START PROVIDED PASSAGE

Issue 23255: SimpleHTTPRequestHandler refactor for more extensible usage.

➜

This issue tracker has been migrated to GitHub, and is currently read-only.
For more information, see the GitHub FAQs in the Python's Developer Guide.

This issue has been migrated to GitHub: https://github.com/python/cpython/issues/67444

classification

Title:	SimpleHTTPRequestHandler refactor for more extensible usage.
Type:	enhancement	Stage:	patch review
Components:	Library (Lib)	Versions:	Python 3.6

process

Status:	languishing	Resolution:
Dependencies:		Superseder:
Assigned To:	berker.peksag	Nosy List:	berker.peksag, demian.brecht, last-ent, martin.panter, ned.deily
Priority:	normal	Keywords:	needs review, patch

Created on 2015-01-17 13:51 by last-ent, last changed 2022-04-11 14:58 by admin.

END PROVIDED PASSAGE

STATED TASK A:
List every username in the nosy list of the SimpleHTTPRequestHandler issue page above.
STATED TASK B:
Write the next part of the SimpleHTTPRequestHandler issue page, picking up after its last line.

START ITEMS

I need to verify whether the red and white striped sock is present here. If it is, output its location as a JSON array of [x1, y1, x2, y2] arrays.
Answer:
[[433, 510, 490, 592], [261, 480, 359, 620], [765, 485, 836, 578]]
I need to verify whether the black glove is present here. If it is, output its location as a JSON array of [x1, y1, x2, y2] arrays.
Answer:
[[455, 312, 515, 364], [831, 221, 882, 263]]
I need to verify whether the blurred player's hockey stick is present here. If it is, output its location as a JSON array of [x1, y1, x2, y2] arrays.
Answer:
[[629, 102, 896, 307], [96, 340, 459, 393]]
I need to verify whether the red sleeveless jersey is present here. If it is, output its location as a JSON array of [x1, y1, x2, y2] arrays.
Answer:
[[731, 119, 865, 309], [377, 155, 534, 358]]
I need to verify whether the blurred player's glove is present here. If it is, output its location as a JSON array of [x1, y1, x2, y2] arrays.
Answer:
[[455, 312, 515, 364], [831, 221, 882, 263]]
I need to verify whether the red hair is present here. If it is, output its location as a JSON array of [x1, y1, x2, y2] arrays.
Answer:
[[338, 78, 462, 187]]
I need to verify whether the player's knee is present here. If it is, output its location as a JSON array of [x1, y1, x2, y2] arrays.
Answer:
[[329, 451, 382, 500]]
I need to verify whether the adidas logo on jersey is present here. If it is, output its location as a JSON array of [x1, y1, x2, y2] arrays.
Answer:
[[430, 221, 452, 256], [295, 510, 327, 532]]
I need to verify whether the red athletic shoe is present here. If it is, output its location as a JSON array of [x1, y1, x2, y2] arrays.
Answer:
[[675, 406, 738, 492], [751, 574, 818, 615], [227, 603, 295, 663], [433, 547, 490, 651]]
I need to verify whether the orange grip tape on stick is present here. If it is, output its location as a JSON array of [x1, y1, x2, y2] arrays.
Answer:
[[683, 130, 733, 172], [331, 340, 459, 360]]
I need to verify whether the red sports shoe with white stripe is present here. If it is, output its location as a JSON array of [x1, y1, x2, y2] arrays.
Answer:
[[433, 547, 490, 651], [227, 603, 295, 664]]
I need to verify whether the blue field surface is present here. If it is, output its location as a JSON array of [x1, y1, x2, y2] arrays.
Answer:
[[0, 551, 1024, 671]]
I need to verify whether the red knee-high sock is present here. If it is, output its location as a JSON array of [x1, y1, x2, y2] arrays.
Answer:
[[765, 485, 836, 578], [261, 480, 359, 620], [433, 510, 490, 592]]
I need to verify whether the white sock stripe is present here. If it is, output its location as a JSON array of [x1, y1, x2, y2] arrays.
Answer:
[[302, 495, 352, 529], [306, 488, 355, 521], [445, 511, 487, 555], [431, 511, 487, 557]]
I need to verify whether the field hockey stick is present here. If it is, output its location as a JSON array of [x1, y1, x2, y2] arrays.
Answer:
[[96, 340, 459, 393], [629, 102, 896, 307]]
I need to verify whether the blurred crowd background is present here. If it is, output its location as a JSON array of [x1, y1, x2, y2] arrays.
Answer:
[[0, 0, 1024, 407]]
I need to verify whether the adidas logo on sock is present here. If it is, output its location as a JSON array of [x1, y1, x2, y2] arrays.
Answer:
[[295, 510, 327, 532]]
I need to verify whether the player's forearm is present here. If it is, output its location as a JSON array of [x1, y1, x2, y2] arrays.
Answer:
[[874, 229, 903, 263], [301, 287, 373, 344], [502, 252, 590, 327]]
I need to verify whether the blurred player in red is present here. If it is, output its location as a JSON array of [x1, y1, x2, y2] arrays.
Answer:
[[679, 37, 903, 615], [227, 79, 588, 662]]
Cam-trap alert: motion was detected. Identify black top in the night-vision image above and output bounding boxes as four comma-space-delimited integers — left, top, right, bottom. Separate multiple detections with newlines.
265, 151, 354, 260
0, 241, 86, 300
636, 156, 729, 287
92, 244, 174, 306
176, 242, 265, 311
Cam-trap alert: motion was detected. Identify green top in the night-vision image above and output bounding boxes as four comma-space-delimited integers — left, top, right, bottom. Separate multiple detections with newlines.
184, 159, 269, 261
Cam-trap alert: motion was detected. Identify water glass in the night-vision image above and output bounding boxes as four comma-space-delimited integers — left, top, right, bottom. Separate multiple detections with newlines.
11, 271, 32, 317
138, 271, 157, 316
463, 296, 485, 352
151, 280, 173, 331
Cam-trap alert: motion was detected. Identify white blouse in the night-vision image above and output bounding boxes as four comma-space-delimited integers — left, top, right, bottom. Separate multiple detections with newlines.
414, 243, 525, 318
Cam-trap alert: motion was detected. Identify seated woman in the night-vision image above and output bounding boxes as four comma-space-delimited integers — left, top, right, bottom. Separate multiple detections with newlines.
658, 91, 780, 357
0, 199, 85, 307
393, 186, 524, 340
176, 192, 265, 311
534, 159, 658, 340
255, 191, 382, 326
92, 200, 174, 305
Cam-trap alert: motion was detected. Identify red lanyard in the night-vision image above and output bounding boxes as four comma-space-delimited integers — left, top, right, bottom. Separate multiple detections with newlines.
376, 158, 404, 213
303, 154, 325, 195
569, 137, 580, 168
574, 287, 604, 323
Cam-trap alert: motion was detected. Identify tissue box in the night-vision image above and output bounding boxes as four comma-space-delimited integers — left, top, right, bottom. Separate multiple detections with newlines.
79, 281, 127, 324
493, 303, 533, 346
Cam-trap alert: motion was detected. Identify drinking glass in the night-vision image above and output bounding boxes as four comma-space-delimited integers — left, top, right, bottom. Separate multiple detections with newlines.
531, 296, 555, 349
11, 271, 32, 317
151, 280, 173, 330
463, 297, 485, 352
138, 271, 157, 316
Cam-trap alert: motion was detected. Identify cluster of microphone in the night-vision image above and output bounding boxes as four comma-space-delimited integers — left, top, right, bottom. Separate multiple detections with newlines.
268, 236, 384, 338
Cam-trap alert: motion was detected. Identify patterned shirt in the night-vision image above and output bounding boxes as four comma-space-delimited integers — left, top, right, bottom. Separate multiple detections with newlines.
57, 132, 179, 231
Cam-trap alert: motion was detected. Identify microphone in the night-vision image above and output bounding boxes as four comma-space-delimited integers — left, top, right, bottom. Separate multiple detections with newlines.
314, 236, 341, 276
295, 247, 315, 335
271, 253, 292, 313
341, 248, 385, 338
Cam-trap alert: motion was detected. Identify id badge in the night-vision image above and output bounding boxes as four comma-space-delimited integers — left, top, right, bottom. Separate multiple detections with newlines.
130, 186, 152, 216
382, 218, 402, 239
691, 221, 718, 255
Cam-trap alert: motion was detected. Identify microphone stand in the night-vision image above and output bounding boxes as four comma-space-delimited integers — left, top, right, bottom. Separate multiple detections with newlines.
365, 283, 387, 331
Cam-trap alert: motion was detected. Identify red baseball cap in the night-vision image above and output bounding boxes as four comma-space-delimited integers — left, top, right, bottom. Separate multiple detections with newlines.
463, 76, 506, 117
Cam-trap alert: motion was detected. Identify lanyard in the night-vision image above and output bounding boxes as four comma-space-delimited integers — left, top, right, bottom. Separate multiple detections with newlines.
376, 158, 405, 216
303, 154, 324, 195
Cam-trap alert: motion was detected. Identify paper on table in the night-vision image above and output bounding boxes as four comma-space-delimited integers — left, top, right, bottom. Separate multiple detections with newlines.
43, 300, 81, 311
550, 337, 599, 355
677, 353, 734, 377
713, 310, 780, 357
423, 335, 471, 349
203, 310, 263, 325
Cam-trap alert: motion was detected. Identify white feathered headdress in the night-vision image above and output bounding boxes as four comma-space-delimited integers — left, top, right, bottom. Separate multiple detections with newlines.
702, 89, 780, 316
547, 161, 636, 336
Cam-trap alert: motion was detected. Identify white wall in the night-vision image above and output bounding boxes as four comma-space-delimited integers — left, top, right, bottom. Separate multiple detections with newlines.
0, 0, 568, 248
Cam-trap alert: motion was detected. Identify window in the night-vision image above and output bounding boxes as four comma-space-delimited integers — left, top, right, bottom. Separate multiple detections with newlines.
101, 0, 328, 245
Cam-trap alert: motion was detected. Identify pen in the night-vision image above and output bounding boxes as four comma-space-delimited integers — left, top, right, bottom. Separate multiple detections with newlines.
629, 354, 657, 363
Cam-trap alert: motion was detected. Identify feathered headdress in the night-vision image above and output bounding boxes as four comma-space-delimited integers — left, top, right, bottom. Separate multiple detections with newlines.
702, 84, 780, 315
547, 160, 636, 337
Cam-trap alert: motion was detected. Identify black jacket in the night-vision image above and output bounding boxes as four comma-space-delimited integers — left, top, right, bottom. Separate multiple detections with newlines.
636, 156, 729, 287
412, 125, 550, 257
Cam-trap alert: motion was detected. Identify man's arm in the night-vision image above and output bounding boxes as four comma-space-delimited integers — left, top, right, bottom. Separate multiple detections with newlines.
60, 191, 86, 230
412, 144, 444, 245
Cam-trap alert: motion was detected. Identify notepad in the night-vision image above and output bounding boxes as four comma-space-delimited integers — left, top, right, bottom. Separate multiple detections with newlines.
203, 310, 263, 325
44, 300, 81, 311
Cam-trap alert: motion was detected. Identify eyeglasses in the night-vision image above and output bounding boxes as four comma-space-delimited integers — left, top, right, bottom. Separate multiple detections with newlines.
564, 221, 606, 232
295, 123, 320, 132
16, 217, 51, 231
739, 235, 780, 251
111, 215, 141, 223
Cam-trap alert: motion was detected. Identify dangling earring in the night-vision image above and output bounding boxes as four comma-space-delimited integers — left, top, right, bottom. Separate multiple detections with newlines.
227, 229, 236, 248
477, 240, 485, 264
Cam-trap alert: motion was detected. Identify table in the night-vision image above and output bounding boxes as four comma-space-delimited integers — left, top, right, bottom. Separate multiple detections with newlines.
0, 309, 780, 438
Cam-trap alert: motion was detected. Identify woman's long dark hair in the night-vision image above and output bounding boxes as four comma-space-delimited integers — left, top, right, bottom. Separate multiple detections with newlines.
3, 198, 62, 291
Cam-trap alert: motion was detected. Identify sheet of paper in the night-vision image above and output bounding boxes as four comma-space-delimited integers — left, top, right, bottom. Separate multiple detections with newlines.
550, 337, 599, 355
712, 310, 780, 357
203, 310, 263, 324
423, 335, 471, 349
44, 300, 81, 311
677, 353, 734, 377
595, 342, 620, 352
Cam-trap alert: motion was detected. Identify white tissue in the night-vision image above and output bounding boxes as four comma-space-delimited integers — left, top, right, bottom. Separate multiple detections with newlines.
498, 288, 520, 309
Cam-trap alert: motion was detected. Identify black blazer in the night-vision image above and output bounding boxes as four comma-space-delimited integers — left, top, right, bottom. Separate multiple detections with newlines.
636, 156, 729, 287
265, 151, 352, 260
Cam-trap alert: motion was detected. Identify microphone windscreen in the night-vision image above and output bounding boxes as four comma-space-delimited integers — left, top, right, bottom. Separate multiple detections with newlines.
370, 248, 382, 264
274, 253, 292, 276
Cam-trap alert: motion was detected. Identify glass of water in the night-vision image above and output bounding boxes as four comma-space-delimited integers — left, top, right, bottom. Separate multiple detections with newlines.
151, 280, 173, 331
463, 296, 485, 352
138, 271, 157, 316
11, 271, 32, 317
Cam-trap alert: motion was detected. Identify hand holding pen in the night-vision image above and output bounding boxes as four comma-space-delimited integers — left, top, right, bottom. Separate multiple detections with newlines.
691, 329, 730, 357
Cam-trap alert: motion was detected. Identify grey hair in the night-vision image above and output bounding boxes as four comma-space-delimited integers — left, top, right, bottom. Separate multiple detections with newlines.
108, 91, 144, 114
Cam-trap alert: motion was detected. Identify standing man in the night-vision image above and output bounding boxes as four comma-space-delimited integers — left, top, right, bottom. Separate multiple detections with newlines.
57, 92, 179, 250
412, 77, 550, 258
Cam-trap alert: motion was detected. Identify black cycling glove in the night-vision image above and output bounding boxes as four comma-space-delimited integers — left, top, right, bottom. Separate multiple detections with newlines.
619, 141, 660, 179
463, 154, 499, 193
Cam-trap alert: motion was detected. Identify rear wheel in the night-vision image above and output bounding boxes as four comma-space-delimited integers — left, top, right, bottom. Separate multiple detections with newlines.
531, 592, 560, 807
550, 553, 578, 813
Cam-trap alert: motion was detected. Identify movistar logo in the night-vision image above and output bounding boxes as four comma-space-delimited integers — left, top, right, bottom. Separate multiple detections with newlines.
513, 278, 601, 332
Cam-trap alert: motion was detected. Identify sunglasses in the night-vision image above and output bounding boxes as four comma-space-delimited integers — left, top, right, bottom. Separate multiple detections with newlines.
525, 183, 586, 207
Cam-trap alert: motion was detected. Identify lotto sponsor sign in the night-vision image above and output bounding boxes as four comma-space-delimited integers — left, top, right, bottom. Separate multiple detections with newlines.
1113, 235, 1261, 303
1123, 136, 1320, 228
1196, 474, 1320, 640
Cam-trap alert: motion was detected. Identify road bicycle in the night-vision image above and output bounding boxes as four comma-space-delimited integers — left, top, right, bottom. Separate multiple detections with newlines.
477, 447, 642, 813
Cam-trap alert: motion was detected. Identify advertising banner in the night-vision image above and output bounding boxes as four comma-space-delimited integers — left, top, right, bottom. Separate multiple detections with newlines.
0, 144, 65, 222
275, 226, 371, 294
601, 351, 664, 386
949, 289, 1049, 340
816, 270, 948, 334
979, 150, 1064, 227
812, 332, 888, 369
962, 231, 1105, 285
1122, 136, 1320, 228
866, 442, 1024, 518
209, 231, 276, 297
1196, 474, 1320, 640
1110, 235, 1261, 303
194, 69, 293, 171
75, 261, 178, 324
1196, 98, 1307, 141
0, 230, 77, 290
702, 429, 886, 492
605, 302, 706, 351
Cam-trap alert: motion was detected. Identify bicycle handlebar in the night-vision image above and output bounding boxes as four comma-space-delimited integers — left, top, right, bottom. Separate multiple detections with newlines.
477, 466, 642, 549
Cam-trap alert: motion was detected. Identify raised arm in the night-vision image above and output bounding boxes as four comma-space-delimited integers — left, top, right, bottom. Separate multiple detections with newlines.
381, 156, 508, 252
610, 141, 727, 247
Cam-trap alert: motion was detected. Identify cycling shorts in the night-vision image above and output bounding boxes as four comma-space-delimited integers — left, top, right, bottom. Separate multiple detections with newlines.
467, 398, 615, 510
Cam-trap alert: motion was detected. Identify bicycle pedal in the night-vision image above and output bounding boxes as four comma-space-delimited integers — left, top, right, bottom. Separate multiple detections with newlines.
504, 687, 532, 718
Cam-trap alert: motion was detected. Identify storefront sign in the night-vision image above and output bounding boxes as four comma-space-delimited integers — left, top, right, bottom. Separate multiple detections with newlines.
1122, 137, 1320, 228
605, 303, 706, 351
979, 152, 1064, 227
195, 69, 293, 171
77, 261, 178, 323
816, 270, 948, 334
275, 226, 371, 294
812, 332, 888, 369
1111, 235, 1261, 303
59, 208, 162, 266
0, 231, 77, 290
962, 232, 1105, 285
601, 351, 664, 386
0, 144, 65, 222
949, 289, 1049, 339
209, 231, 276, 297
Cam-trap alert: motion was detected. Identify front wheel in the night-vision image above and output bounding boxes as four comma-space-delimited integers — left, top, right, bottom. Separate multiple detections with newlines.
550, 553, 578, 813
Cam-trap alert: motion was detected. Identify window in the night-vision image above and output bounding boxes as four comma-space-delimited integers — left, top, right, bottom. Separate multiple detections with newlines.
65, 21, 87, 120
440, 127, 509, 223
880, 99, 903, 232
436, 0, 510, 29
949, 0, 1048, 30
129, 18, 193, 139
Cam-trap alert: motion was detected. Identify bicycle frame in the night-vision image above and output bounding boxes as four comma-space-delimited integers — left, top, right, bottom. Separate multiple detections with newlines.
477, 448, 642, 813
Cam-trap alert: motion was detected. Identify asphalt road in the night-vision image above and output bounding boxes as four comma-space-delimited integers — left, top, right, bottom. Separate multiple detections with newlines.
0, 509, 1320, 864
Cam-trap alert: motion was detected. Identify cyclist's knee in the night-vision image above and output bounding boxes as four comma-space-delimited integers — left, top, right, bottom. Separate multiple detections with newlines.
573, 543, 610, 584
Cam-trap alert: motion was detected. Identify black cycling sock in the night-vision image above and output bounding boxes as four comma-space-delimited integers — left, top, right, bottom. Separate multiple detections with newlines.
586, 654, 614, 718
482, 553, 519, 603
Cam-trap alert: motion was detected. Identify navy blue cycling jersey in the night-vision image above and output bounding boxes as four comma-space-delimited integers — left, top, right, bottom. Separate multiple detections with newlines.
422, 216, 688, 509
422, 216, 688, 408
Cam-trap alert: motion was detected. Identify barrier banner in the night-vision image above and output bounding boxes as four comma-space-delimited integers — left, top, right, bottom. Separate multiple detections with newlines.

END ITEMS

RESPONSE A:
berker.peksag, demian.brecht, last-ent, martin.panter, ned.deily

RESPONSE B:
Files
File name	Uploaded	Description	Edit
simplehttp.patch	last-ent, 2015-01-17 13:51	Patch for http.server.SimpleHTTPRequestHandler.send_head	review
simplehttp1.patch	last-ent, 2015-01-17 14:11	base_files = ['index.htm', 'index.html']	review
simplehttp-fcn-rnm-doc.patch	last-ent, 2015-01-18 06:43	Doc String update + functions renamed	review
helpers-unittests-docs.patch	last-ent, 2015-01-20 09:26	Helper Functions, Unit Tests, Documentation
jan24th.patch	last-ent, 2015-01-24 19:43	All the above + stuff in msg234562	review
jan25.patch	last-ent, 2015-01-25 07:26	Patch after serious critique
jan27th.patch	last-ent, 2015-01-27 17:47	Deeper look at patch for public use.	review
index-test.patch	martin.panter, 2015-02-01 00:28	Enhance index.html test	review
Feb1st.patch	last-ent, 2015-02-01 06:37	index_files served for all directories & then some.	review
index-test.2.patch	martin.panter, 2015-02-01 09:08	Moved to Issue 23440	review
Feb1stb.patch	last-ent, 2015-02-01 13:28	Removed duplicate apply_headers. Used assertIn, removed "//" in redirect testcase	review

Messages (29)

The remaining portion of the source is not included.